RECORD EXTRACTS:
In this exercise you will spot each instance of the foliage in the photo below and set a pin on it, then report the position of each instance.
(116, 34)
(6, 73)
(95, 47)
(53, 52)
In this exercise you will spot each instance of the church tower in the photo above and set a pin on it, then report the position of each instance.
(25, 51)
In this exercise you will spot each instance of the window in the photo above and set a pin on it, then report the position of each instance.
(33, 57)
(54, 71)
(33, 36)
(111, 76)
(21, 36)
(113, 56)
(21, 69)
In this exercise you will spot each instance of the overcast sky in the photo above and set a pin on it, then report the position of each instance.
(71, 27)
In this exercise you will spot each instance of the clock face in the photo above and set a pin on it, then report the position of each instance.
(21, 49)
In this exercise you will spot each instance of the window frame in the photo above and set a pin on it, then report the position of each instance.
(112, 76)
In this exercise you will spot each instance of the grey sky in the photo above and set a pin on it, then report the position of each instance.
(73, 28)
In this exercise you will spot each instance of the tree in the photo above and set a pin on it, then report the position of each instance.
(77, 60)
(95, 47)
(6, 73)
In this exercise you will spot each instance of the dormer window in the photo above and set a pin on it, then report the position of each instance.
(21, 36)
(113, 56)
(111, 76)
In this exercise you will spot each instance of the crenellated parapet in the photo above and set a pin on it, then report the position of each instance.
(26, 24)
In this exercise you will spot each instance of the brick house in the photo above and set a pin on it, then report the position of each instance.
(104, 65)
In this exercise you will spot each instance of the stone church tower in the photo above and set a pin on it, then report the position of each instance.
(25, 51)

WHAT YOU HAVE TO DO:
An exact copy of the lines from the one containing "In this exercise you will spot each instance of the crenellated" through the end of the data above is the whole answer.

RESULT:
In this exercise you will spot each instance of the crenellated parapet in the photo above and set a pin on it, then report the position of each instance.
(26, 24)
In this exercise you will spot each instance of the brick house in the photo above and set a pin on it, then report the position of each instance.
(104, 65)
In this exercise you will spot each instance of the stone church tower in the photo above and set a pin on it, then report the position of each instance.
(25, 51)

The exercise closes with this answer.